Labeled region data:
________________________

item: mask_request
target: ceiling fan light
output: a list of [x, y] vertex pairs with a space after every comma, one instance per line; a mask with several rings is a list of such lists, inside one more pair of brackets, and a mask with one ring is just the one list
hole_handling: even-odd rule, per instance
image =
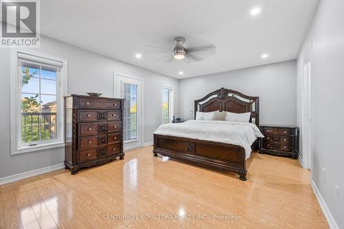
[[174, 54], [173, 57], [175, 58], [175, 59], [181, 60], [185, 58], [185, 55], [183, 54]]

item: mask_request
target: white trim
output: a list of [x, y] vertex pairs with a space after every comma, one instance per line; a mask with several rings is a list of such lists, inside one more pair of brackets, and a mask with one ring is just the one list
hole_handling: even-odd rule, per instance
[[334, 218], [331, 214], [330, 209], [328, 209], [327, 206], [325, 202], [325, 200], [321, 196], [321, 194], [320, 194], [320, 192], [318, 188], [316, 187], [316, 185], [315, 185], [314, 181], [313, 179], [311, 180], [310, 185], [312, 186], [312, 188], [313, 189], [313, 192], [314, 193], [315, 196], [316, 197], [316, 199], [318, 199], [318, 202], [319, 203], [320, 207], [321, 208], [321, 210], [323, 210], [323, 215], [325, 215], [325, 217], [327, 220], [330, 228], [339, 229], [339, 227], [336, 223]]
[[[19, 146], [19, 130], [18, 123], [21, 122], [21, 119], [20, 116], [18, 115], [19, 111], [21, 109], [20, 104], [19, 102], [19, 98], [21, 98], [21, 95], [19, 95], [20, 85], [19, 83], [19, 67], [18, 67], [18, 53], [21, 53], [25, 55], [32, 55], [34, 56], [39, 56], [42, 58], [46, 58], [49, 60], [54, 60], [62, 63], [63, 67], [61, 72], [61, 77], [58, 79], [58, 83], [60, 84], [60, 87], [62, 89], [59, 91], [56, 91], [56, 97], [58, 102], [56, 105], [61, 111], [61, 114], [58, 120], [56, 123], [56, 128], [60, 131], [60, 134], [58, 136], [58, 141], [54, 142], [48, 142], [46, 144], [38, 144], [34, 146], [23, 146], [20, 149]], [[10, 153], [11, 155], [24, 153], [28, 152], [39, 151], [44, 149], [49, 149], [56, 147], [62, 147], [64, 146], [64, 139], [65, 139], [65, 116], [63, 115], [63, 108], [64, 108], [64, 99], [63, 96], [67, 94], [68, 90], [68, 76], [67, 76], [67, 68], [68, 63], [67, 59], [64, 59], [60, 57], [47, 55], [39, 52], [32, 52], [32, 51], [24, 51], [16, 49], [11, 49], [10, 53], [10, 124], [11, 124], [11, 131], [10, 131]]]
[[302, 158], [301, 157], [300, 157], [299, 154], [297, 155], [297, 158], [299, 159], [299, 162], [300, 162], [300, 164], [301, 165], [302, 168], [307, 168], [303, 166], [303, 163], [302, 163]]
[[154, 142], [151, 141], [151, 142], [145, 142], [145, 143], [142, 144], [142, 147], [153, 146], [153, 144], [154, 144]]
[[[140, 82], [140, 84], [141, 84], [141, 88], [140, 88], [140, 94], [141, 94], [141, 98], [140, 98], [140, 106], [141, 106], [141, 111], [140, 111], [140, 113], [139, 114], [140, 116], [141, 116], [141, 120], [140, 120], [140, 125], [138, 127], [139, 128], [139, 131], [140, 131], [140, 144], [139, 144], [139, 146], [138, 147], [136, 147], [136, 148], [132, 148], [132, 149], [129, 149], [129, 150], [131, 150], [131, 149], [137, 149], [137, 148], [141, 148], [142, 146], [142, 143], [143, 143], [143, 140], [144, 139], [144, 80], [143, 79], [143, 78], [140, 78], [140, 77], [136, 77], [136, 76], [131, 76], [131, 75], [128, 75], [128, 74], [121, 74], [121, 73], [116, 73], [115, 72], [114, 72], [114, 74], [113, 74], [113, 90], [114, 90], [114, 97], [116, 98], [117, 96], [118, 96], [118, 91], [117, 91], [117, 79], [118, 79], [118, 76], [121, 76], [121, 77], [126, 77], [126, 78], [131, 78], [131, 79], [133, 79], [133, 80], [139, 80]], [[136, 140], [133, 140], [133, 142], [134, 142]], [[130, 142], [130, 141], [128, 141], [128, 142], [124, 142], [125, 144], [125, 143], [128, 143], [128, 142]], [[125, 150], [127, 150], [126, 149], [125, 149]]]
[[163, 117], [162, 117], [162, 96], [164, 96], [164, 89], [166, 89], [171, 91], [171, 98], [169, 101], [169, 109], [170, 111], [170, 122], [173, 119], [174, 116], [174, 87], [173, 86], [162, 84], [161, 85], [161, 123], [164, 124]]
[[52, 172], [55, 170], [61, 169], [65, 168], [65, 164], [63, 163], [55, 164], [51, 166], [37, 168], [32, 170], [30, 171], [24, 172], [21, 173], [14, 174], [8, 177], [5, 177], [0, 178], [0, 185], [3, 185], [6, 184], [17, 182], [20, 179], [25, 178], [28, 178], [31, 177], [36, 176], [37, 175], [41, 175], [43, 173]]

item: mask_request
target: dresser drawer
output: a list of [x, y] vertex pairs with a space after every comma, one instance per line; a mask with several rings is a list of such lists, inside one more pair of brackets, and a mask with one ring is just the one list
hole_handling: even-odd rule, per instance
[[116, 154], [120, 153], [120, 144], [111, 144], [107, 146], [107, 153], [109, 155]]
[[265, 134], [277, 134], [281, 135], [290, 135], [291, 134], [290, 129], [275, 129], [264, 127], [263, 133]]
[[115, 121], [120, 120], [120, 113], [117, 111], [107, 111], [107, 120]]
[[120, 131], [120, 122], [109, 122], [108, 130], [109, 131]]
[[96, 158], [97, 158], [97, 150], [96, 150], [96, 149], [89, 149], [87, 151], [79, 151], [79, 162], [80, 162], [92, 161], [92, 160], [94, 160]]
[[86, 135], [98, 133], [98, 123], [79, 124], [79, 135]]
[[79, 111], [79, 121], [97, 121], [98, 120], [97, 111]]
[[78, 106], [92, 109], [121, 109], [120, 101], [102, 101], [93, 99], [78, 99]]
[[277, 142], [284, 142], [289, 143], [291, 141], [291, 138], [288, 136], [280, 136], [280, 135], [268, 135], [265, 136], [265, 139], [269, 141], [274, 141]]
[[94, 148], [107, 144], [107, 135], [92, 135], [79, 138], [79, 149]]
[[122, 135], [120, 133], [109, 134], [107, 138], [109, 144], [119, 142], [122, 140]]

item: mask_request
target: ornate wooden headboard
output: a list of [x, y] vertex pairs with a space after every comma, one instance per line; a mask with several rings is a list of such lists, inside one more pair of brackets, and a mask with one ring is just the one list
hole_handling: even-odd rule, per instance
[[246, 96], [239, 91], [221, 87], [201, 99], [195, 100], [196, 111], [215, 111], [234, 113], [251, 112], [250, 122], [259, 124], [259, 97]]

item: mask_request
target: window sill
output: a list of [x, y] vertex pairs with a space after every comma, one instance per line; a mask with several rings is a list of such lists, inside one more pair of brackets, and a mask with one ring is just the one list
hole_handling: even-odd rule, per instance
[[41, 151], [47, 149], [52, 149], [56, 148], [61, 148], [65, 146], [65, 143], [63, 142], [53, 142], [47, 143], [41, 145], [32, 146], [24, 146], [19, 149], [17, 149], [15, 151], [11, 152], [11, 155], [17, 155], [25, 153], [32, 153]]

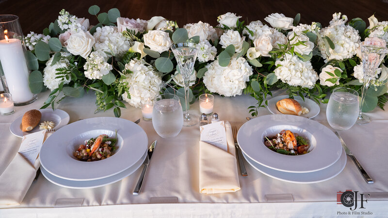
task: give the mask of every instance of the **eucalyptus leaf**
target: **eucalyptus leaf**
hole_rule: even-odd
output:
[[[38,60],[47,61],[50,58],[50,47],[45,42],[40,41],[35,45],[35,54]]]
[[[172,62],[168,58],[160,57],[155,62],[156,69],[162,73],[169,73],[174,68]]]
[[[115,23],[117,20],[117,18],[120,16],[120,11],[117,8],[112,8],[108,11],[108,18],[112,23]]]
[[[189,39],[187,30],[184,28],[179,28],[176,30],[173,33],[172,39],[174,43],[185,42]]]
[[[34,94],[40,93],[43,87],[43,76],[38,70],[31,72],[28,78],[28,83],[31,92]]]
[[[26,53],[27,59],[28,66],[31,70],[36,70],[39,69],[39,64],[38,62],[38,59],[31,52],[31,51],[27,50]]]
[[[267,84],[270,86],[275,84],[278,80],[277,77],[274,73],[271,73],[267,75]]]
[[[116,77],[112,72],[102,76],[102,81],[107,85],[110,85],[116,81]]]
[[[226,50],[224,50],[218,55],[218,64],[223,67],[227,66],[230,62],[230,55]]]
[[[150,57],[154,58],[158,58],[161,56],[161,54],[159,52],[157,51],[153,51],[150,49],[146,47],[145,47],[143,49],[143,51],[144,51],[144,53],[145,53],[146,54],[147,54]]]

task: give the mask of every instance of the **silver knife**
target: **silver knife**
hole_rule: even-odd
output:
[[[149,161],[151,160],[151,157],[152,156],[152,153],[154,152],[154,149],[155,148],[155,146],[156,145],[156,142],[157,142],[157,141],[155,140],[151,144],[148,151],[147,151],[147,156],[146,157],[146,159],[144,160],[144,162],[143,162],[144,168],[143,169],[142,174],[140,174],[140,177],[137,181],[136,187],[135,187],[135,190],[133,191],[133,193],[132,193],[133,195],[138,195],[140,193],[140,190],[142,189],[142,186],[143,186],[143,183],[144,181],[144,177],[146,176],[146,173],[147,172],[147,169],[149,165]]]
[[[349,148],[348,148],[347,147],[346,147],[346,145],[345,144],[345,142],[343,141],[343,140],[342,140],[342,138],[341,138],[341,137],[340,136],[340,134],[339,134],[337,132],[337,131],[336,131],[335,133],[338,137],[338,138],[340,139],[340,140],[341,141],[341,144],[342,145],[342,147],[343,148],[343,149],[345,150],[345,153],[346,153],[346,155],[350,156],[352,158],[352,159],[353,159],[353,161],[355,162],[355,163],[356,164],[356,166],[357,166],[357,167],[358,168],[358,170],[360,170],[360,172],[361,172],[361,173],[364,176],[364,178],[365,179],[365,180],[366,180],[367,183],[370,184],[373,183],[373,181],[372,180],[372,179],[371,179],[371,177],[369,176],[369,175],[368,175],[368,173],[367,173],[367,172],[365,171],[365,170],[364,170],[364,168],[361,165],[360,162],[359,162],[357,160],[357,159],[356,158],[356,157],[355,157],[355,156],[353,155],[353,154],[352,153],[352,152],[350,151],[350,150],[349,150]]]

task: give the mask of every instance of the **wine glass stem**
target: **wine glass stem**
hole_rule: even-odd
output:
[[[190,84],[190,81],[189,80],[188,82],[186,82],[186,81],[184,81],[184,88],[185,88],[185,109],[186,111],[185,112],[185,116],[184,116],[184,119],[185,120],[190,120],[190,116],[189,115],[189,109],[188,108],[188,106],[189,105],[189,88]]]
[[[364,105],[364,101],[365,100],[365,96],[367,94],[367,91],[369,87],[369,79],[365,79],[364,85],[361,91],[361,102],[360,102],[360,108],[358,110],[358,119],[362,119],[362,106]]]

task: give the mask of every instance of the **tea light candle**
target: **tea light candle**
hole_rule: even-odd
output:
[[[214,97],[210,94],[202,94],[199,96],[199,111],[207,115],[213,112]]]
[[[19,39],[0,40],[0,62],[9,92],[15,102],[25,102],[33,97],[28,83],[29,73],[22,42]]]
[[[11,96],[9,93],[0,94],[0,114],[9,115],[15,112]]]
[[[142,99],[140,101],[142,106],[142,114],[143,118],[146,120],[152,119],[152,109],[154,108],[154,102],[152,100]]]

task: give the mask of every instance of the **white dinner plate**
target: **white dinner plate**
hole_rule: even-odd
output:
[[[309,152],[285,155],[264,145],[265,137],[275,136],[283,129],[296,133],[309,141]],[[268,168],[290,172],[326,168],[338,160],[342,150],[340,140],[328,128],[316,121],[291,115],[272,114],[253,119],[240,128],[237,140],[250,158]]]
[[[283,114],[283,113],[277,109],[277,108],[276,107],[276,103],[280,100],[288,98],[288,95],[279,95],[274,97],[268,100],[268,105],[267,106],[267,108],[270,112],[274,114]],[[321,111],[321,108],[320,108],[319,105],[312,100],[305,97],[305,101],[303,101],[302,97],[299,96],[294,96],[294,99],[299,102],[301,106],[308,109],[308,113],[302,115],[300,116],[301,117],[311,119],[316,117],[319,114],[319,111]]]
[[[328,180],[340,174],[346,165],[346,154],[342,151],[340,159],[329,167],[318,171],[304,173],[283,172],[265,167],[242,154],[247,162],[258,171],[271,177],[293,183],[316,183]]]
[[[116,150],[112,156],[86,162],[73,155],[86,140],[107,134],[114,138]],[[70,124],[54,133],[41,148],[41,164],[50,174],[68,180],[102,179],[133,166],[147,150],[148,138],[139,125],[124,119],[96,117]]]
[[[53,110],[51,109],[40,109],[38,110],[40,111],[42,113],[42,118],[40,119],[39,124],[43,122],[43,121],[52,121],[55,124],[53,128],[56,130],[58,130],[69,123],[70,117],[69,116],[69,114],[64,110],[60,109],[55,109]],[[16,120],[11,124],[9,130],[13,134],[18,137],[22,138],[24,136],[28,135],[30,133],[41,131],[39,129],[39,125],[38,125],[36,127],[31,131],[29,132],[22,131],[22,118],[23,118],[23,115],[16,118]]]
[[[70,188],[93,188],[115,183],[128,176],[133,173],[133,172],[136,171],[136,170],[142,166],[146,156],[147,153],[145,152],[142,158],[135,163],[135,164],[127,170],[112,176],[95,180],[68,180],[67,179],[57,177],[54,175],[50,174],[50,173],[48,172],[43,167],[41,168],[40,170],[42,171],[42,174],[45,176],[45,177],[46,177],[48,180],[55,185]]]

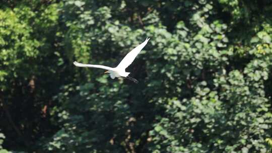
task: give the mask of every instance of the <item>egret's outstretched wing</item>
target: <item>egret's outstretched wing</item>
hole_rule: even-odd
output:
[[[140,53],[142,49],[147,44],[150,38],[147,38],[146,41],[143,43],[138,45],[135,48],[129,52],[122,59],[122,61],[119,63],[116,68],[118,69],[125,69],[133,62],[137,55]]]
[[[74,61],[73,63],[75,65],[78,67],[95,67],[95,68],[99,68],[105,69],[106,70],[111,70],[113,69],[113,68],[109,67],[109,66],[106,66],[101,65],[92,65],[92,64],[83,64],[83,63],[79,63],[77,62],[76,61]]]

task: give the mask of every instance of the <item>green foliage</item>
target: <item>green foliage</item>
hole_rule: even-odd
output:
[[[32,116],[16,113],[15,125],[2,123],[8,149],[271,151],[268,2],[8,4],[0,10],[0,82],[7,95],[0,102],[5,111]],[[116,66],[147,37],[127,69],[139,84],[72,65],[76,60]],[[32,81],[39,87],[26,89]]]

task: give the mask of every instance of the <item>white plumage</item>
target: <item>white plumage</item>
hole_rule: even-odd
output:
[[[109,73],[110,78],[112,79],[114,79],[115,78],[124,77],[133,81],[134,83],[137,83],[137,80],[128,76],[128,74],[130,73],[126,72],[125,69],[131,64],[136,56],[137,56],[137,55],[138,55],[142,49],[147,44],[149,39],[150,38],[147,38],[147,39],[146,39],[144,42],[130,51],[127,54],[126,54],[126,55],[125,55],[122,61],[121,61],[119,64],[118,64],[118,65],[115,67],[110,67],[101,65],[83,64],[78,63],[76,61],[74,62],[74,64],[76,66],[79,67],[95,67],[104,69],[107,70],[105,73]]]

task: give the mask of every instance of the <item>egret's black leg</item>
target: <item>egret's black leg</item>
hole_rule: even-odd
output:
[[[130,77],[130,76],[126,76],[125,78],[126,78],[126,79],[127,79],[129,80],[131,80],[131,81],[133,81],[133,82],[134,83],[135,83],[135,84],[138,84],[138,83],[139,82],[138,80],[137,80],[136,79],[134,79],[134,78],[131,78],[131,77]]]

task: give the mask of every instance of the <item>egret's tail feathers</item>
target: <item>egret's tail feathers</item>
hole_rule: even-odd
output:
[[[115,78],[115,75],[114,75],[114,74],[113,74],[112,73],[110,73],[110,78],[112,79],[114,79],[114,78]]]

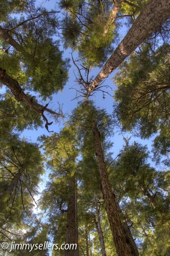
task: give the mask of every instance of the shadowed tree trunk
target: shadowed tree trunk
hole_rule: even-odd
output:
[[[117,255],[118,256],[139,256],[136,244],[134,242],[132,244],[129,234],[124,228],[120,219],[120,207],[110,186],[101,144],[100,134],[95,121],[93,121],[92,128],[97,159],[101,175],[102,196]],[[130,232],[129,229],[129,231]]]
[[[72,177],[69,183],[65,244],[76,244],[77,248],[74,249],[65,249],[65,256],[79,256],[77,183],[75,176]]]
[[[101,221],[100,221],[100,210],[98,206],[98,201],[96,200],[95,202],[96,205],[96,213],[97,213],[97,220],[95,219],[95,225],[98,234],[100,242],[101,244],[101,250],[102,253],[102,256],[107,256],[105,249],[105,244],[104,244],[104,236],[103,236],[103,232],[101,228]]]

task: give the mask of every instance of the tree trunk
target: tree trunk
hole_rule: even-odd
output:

________________________

REQUIREMENTS:
Write out everything from the line containing "task: give the mask of every instance of the <item>egret's black" down to the end of the data as a numbered list, one line per item, leaving out blank lines and pictures.

EXERCISE RESPONSE:
1. task: give the mask of every instance of the <item>egret's black leg</item>
2. target: <item>egret's black leg</item>
3. hole_rule: even-odd
4. output:
5. [[[130,77],[130,76],[126,76],[125,78],[126,78],[126,79],[127,79],[129,80],[131,80],[131,81],[133,81],[133,82],[134,83],[135,83],[135,84],[138,84],[138,83],[139,82],[138,80],[137,80],[136,79],[134,79],[134,78],[131,78],[131,77]]]
6. task: give the mask of every instance of the <item>egret's tail feathers</item>
7. target: <item>egret's tail feathers</item>
8. hole_rule: even-odd
9. output:
10. [[[115,78],[115,75],[114,75],[114,74],[113,74],[112,73],[110,73],[110,78],[112,79],[114,79],[114,78]]]
11. task: give the mask of every instance of the shadowed tree trunk
12. target: shadowed tree trunk
13. hole_rule: even-odd
14. output:
15. [[[117,255],[118,256],[139,256],[136,244],[134,242],[132,244],[129,234],[124,228],[120,219],[120,207],[110,186],[101,144],[100,134],[95,121],[93,121],[92,128],[97,159],[101,175],[102,196]],[[130,232],[129,229],[129,231]]]
16. [[[72,177],[69,183],[65,244],[76,244],[77,248],[74,249],[65,249],[65,256],[79,256],[77,183],[75,176]]]
17. [[[101,221],[100,221],[100,210],[98,206],[98,201],[96,200],[95,202],[96,205],[96,213],[97,213],[97,220],[95,219],[95,225],[98,234],[100,242],[101,244],[101,250],[102,253],[102,256],[107,256],[105,249],[105,244],[104,244],[104,236],[103,236],[103,232],[101,228]]]
18. task: give the mask of every instance of the tree trunk
19. target: tree trunk
20. hole_rule: even-odd
21. output:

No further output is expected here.